## TRY IT
The answer must be an exact copy of the lines from the one containing "like point(57, 67)." through the last line of the records, with no pictures.

## DATA EXCERPTS
BEGIN

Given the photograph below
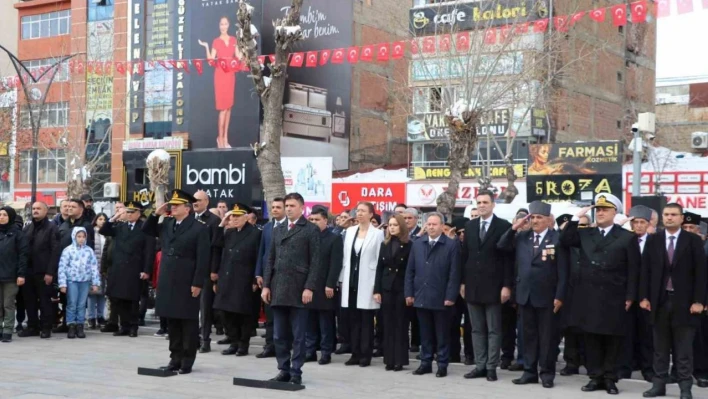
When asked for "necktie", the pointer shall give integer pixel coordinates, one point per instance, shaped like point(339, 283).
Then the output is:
point(670, 251)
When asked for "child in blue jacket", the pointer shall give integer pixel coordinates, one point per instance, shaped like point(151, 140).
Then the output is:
point(78, 270)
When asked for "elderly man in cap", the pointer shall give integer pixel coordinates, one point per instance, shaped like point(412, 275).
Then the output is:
point(183, 270)
point(541, 276)
point(609, 272)
point(132, 261)
point(233, 275)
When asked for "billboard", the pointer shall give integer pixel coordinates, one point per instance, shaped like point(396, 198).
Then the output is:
point(574, 171)
point(317, 107)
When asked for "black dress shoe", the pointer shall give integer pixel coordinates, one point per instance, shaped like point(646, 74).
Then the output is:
point(611, 388)
point(491, 375)
point(266, 353)
point(231, 350)
point(476, 373)
point(423, 370)
point(281, 377)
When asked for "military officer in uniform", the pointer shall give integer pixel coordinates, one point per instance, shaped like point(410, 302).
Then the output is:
point(541, 279)
point(234, 279)
point(609, 272)
point(183, 269)
point(132, 261)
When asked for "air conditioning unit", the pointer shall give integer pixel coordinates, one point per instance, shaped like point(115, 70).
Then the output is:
point(699, 140)
point(111, 190)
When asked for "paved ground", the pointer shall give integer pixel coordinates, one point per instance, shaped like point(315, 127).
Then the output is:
point(103, 366)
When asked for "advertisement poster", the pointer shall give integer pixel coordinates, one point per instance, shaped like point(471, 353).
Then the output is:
point(311, 177)
point(317, 108)
point(574, 171)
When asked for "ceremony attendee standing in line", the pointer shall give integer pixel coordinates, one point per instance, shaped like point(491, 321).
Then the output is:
point(289, 278)
point(362, 244)
point(673, 289)
point(183, 269)
point(541, 278)
point(609, 273)
point(431, 287)
point(388, 291)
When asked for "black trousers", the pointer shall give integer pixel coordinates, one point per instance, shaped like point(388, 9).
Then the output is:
point(539, 329)
point(38, 303)
point(509, 320)
point(601, 354)
point(184, 341)
point(238, 329)
point(395, 336)
point(669, 339)
point(127, 311)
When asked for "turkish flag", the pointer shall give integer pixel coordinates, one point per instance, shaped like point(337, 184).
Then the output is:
point(338, 56)
point(684, 6)
point(462, 42)
point(639, 11)
point(367, 53)
point(297, 59)
point(399, 50)
point(444, 43)
point(540, 25)
point(353, 55)
point(598, 15)
point(429, 44)
point(382, 52)
point(199, 66)
point(619, 14)
point(490, 36)
point(324, 56)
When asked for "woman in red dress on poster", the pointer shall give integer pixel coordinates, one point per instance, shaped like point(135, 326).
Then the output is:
point(223, 47)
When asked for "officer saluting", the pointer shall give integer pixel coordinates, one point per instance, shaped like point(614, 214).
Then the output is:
point(183, 270)
point(609, 271)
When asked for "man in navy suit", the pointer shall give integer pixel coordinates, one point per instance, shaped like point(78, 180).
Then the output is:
point(541, 276)
point(432, 285)
point(277, 210)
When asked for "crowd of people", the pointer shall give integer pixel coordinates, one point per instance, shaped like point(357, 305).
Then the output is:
point(623, 293)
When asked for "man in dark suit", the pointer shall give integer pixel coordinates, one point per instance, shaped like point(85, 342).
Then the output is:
point(609, 259)
point(207, 315)
point(277, 211)
point(673, 289)
point(132, 261)
point(431, 287)
point(541, 278)
point(323, 304)
point(183, 270)
point(487, 278)
point(290, 276)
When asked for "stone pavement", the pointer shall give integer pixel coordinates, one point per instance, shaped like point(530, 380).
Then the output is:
point(103, 366)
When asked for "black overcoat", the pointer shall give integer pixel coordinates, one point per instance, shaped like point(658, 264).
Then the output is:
point(184, 264)
point(133, 252)
point(239, 254)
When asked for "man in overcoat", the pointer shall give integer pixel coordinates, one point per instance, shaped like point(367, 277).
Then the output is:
point(291, 275)
point(183, 269)
point(609, 275)
point(234, 276)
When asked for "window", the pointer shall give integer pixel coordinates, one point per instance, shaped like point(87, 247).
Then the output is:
point(35, 66)
point(46, 25)
point(51, 166)
point(54, 115)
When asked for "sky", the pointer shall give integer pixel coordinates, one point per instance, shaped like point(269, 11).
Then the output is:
point(681, 51)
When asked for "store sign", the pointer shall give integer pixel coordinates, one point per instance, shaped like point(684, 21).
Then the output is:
point(384, 196)
point(475, 15)
point(421, 173)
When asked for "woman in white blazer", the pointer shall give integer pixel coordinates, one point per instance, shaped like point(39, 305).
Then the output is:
point(362, 244)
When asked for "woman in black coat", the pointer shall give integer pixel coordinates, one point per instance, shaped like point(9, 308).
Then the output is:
point(388, 291)
point(13, 266)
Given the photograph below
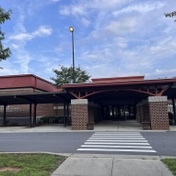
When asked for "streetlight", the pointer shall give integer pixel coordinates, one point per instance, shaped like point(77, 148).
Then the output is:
point(73, 60)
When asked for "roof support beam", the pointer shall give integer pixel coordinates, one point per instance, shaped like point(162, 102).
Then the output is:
point(5, 115)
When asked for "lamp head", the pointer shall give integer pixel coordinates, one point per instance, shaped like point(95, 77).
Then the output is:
point(71, 29)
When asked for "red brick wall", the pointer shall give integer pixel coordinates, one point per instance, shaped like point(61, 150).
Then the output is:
point(159, 114)
point(23, 110)
point(79, 114)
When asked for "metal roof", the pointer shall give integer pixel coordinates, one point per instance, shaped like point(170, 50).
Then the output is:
point(36, 98)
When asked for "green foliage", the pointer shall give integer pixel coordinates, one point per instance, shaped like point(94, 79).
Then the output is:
point(65, 75)
point(4, 52)
point(172, 14)
point(30, 164)
point(171, 164)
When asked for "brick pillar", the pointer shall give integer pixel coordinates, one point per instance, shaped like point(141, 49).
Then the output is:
point(158, 113)
point(138, 113)
point(79, 114)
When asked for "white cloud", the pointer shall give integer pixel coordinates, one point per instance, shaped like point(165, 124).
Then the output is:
point(42, 31)
point(124, 25)
point(141, 7)
point(22, 36)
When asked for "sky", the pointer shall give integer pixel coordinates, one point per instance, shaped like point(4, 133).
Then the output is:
point(112, 38)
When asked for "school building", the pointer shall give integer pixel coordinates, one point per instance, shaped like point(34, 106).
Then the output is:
point(151, 102)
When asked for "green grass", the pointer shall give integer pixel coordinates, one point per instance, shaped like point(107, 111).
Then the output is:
point(171, 164)
point(29, 164)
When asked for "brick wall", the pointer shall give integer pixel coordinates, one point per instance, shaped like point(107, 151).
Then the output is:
point(158, 113)
point(79, 114)
point(17, 111)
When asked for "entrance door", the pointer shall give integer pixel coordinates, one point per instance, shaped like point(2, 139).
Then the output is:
point(120, 112)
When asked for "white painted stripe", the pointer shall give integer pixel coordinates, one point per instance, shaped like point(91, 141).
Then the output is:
point(91, 140)
point(110, 146)
point(117, 143)
point(115, 150)
point(116, 138)
point(110, 134)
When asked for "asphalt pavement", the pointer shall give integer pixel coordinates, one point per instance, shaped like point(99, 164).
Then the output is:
point(111, 165)
point(100, 164)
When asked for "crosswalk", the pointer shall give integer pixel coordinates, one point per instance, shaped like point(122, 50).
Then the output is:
point(117, 142)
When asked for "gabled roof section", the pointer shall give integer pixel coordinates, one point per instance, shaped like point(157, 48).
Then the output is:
point(122, 81)
point(118, 79)
point(26, 81)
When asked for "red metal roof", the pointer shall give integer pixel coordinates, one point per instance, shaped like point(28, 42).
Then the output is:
point(118, 79)
point(26, 81)
point(119, 82)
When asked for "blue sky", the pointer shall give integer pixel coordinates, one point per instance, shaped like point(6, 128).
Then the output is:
point(112, 38)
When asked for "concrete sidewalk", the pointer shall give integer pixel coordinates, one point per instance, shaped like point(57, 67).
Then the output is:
point(130, 125)
point(111, 165)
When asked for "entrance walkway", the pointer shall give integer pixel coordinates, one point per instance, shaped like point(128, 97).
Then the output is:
point(109, 125)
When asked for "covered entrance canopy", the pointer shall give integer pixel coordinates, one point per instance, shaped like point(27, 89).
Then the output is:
point(119, 96)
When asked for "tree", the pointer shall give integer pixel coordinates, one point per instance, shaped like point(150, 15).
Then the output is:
point(64, 75)
point(172, 14)
point(4, 52)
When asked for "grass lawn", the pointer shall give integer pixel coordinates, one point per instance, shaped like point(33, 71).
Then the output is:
point(171, 164)
point(22, 164)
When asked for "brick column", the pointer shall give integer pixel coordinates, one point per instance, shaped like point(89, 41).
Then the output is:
point(158, 113)
point(79, 114)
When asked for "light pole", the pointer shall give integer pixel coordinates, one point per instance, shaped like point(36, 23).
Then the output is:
point(73, 57)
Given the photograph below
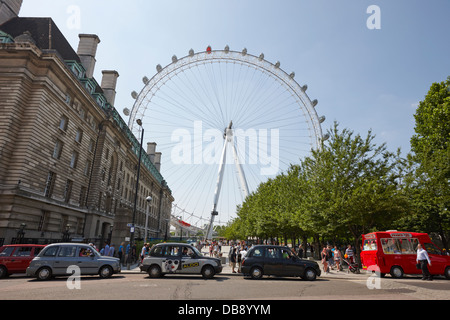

END

## WRITTEN SOLUTION
When asked for "concrete sidewalk", the pointer shall give integer pixel coordinates, one point per instance, shaped like point(57, 67).
Then the output is:
point(130, 125)
point(111, 165)
When asked for "entrance walkway", the pointer shall give integer pixel coordinates, one point per instance, shaped like point(128, 97).
Then the output is:
point(109, 125)
When asked for "covered entrance canopy", the pointer shall give integer pixel coordinates, one point per instance, shaped like point(27, 89).
Then the output is:
point(119, 96)
When asked for "tree", the pointer shall give integer pixel coordinates, one point per instance, shaped like point(150, 15).
Then the output is:
point(64, 75)
point(172, 14)
point(4, 52)
When asked for "grass lawn", the pointer shall give integer pixel coordinates, one point per instance, shaped like point(33, 71).
Then the output is:
point(171, 164)
point(22, 164)
When asked for "brick column", the pointer shall give integer pixel coordinates, one point per instance, shaped like point(89, 41).
Then the output is:
point(158, 113)
point(79, 114)
When asked for "light pole", the pointer shall give integer pixel coordinates, one point per instance, shaped like point(36, 23).
Then the output is:
point(73, 57)
Given the photograph below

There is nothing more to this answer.